• **Fragmento del documento**:
________________________
Sin embargo, merece la pena leer algunas reflexiones del juez Walter en su sentencia. De entrada, recuerda que al aceptar la indemnización de 1958, Lilly Cassirer no renunció a la pintura, que podía reclamar si reaparecía. Reconoce que no cabe demostrar que el barón Thyssen la adquiriese con mala fe, pero observa que no extremó las cautelas a la hora de rastrear su proveniencia.

El juez también reprocha a los gobiernos españoles que incumpliesen dos acuerdos internacionales, que no son jurídicamente vinculantes, pero entrañan un compromiso moral: los Principios de Washington y la Declaración de Terezin, suscritos por el gobierno Aznar en 1998 y el de Rodríguez Zapatero en 2009. España se comprometió por ambos a buscar «soluciones justas y equitativas» a los conflictos sobre arte expoliado por los nazis y a colaborar con los supervivientes o sus familias para que recuperasen el patrimonio saqueado.

Nada han hecho —señala Walter— los gobiernos españoles por acatar este compromiso. Es «desafortunado que un país y un gobierno presuman de moralistas en sus declaraciones y sin embargo no estén obligados a cumplirlas. Pero así es la ley», concluía. La familia Cassirer, sin embargo, no se conformó y recurrió ante el Tribunal de Apelaciones del Noveno Circuito de California, que en agosto de 2020 falló otra vez a favor del museo.

Pocos días después el Thyssen colgó junto al Pissarro una nota a la que se accedía mediante un código QR. Un texto que en tono de crónica bélica celebraba su victoria en los tribunales. No hay allí ni una mención expresa al Holocausto. El acto por el cual los nazis saquearon el cuadro se define como como venta, cual si fuera una decisión libre. Señala también que en 1958 recibió una indemnización sin explicar que no por ello renunció a sus derechos. Asimismo, trata a los Cassirer como seres ajenos a esta historia, cuando Claude, nieto de Lilly, vivió en la casa donde el Pissarro estaba colgado.
________________________
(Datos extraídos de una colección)

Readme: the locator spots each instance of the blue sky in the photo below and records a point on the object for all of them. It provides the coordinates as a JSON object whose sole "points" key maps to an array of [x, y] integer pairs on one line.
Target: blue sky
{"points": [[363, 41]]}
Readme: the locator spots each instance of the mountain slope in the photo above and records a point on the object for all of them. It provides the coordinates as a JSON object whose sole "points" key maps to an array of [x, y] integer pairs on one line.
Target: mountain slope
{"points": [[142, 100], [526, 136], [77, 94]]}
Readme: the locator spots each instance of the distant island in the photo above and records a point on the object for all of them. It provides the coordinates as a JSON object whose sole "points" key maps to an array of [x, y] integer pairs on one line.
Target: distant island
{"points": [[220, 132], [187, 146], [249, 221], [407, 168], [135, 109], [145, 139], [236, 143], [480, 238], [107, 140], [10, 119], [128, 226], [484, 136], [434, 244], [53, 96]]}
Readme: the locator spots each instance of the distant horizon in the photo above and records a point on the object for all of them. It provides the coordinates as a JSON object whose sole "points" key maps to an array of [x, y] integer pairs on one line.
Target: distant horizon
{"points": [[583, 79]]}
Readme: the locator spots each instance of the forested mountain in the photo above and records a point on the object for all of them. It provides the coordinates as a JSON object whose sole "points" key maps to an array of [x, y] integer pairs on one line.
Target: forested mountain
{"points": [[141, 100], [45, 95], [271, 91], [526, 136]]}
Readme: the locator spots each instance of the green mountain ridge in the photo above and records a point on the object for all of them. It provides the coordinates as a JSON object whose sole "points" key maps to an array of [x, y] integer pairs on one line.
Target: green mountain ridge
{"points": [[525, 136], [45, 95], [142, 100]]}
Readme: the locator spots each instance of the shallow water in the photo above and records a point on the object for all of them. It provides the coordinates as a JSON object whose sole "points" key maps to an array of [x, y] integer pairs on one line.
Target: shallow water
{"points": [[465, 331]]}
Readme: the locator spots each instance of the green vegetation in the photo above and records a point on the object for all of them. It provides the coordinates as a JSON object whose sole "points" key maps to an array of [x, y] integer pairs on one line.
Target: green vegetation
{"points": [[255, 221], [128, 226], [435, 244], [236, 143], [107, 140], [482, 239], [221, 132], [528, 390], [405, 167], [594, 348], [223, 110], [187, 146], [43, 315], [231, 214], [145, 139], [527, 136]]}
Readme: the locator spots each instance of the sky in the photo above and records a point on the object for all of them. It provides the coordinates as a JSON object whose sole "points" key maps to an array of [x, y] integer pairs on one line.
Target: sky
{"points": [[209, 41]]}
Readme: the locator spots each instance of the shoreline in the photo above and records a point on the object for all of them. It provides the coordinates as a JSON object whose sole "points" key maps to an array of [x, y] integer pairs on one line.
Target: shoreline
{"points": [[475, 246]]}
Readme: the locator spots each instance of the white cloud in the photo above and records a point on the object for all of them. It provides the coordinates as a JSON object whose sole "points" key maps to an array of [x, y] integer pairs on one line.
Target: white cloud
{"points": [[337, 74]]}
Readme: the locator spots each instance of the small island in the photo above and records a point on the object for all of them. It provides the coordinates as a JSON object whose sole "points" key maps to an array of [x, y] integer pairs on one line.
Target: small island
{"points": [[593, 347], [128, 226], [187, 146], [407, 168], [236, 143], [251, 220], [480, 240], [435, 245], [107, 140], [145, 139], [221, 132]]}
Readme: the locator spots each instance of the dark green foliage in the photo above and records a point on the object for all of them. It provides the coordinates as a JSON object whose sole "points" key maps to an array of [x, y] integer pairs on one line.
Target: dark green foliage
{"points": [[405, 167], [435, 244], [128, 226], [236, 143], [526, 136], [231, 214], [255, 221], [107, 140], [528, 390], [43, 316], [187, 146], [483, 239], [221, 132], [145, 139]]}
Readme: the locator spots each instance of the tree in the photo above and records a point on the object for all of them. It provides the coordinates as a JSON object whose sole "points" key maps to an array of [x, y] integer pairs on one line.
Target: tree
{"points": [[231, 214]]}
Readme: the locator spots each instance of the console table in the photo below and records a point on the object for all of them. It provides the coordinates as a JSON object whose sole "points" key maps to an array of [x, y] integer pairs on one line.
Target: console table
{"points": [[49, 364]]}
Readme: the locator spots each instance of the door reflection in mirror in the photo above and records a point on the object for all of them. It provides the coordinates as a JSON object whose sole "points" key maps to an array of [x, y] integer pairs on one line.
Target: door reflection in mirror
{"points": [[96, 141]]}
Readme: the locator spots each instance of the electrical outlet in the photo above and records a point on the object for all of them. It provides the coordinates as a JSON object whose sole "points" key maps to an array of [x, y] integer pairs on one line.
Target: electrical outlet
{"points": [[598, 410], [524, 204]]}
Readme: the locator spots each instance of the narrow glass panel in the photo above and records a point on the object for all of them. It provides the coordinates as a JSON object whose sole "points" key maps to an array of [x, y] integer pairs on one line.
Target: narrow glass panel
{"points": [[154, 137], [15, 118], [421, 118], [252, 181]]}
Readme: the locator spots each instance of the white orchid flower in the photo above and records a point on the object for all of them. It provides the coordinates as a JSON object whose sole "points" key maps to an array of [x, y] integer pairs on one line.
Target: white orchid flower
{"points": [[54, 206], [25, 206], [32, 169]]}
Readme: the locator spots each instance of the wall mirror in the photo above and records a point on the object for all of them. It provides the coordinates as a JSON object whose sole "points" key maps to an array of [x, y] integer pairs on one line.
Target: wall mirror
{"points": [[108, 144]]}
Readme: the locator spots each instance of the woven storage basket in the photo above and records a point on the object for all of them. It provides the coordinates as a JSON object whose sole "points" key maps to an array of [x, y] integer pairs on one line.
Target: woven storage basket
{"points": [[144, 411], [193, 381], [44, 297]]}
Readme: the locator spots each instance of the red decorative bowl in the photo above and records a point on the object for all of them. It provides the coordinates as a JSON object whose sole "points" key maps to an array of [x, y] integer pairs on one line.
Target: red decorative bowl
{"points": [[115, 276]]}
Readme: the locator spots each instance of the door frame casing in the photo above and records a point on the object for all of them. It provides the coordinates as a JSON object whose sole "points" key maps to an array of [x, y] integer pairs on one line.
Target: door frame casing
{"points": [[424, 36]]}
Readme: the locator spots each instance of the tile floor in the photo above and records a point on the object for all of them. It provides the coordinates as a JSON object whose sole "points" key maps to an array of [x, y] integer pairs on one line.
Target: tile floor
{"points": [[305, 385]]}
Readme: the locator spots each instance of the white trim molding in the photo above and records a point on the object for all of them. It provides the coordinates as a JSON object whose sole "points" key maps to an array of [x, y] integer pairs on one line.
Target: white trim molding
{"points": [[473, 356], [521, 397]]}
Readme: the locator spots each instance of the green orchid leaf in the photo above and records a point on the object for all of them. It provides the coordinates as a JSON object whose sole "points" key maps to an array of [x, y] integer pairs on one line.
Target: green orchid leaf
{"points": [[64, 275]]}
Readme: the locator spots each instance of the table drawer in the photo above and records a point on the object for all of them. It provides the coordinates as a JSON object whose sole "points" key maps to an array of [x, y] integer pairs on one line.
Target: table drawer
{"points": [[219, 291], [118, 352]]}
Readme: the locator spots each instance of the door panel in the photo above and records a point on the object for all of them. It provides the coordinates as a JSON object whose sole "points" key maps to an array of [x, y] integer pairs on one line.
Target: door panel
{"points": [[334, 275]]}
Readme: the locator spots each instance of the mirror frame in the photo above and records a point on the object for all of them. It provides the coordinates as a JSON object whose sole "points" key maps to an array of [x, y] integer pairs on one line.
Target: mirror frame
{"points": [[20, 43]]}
________________________
• **Preguntas de estudio**:
#1 Responde a partir del extracto:
(a) ¿Qué gobierno español suscribió los Principios de Washington en 1998?
(b) ¿Ante qué tribunal recurrió la familia Cassirer?
(c) ¿Cómo se accedía a la nota que el Thyssen colgó junto al Pissarro?
#2 Cita textualmente el extracto desde «Nada han hecho» hasta «favor del museo.», ambos incluidos.
El material no guarda relación con el extracto.

• **Respuestas por tarea**:
#1
(a) El gobierno Aznar.
(b) Ante el Tribunal de Apelaciones del Noveno Circuito de California.
(c) Mediante un código QR.

#2
Nada han hecho —señala Walter— los gobiernos españoles por acatar este compromiso. Es «desafortunado que un país y un gobierno presuman de moralistas en sus declaraciones y sin embargo no estén obligados a cumplirlas. Pero así es la ley», concluía. La familia Cassirer, sin embargo, no se conformó y recurrió ante el Tribunal de Apelaciones del Noveno Circuito de California, que en agosto de 2020 falló otra vez a favor del museo.